MolSSI / QCFractal

A distributed compute and database platform for quantum chemistry.
https://molssi.github.io/QCFractal/
BSD 3-Clause "New" or "Revised" License
143 stars 47 forks source link

Compute managers cause SQL error if an executor has no programs #807

Closed bennybp closed 3 months ago

bennybp commented 3 months ago

Compute managers are required to activate with a non-zero number of available programs. However, if there are two executors, and one does not have any available programs, the server will error when that executor tries to claim tasks.

There should be a check that every executor has at least one available program, and a better check should be done server side.

Additional context

SQL Error below

Traceback (most recent call last):
  File "/home/qcarchive/.local/lib/python3.11/site-packages/sqlalchemy/engine/base.py", line 1970, in _exec_single_context
    self.dialect.do_execute(
  File "/home/qcarchive/.local/lib/python3.11/site-packages/sqlalchemy/engine/default.py", line 924, in do_execute
    cursor.execute(statement, parameters)
psycopg2.errors.IndeterminateDatatype: cannot determine type of empty array
LINE 7: WHERE base_record.status = 'waiting' AND ARRAY[] @> task_que...
                                                 ^
HINT:  Explicitly cast to the desired type, for example ARRAY[]::integer[].

The above exception was the direct cause of the following exception:

Traceback (most recent call last):
  File "/home/qcarchive/.local/lib/python3.11/site-packages/flask/app.py", line 1463, in wsgi_app
    response = self.full_dispatch_request()
               ^^^^^^^^^^^^^^^^^^^^^^^^^^^^
  File "/home/qcarchive/.local/lib/python3.11/site-packages/flask/app.py", line 872, in full_dispatch_request
    rv = self.handle_user_exception(e)

Recorded data:
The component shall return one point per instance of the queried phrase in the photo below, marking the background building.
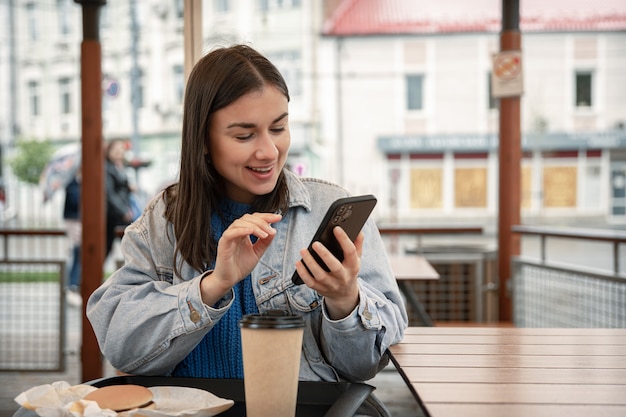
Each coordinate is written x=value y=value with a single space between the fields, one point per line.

Required task:
Answer these questions about the QCFractal issue text:
1. Which license is the project released under?
2. What happens when one of two executors has no available programs?
3. What message does the psycopg2 error give?

Output for this exercise:
1. BSD 3-Clause "New" or "Revised" License.
2. The server errors when that executor tries to claim tasks.
3. "cannot determine type of empty array"